EXERCISE DIRECTIONS –
Display every line in the material that contains the string "table". Case counts.

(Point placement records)

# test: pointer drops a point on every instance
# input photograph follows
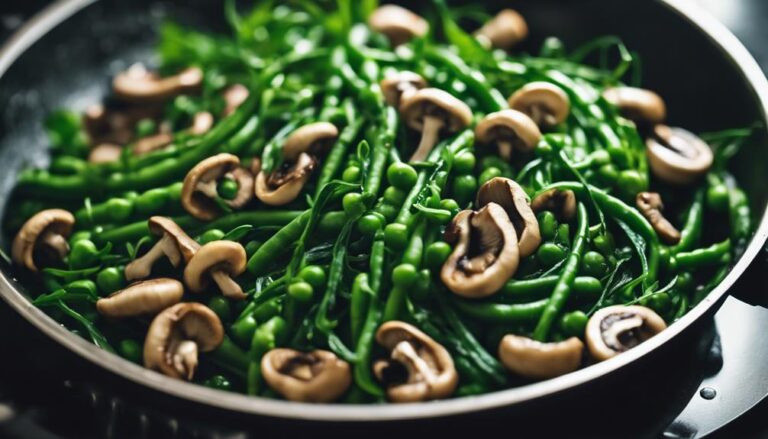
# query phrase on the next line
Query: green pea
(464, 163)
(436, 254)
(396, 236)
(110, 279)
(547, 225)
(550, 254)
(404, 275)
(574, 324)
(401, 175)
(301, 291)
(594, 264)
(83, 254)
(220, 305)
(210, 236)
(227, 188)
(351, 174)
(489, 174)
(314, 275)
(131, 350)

* * *

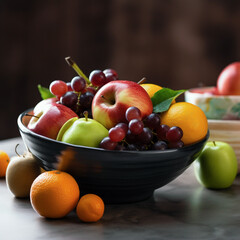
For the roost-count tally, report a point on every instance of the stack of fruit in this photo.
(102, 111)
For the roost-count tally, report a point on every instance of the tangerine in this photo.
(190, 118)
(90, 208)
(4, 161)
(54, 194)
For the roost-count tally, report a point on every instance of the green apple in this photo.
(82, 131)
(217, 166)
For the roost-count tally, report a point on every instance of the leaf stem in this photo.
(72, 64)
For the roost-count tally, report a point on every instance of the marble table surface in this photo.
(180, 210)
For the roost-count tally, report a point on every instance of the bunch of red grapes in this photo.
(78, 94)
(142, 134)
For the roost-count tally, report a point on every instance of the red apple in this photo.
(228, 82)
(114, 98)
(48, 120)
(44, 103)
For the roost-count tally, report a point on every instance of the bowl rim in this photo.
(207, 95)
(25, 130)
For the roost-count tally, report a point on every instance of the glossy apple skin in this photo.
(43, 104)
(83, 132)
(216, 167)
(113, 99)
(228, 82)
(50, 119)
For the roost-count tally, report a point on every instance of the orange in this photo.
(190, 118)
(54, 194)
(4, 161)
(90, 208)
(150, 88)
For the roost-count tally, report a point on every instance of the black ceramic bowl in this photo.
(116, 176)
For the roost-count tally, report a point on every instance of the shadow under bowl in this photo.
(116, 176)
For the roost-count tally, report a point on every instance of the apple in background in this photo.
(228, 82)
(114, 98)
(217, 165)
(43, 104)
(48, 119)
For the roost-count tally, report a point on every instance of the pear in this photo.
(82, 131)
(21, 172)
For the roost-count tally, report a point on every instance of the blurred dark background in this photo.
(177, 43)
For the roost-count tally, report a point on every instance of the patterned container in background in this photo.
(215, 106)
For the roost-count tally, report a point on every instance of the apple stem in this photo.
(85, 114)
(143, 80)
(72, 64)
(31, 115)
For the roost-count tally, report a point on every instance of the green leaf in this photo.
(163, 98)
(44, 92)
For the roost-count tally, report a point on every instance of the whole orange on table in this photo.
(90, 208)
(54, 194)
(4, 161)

TASK SOLUTION –
For the roost-count tally, report a point on every instance of the marble table surface in this photo.
For the roost-count tally, report a point on every instance of the whole orange on table in this photo.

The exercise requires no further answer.